======== SUPPLIED DATA
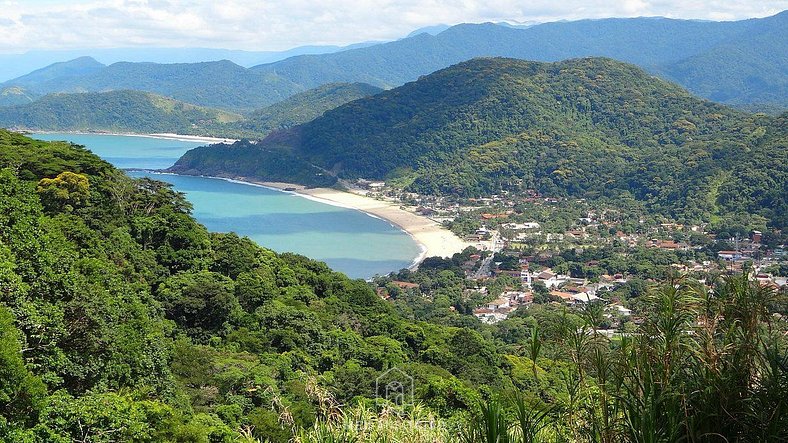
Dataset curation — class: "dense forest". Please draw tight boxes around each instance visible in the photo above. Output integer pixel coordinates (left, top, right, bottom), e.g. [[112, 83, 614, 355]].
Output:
[[0, 83, 382, 139], [226, 83, 383, 137], [173, 58, 788, 228], [0, 12, 788, 112], [0, 131, 788, 443], [0, 91, 242, 134]]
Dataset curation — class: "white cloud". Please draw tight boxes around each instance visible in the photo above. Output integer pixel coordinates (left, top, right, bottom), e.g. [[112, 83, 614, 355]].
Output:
[[0, 0, 788, 52]]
================
Return every line of the listing above that contains the word "cloud".

**FINISHED EXERCISE:**
Dataset curation — class: "white cloud". Please draw tight boxes around each instance visible in the photo above. Output integer pixel coordinates (left, top, right, bottom), e.g. [[112, 83, 614, 355]].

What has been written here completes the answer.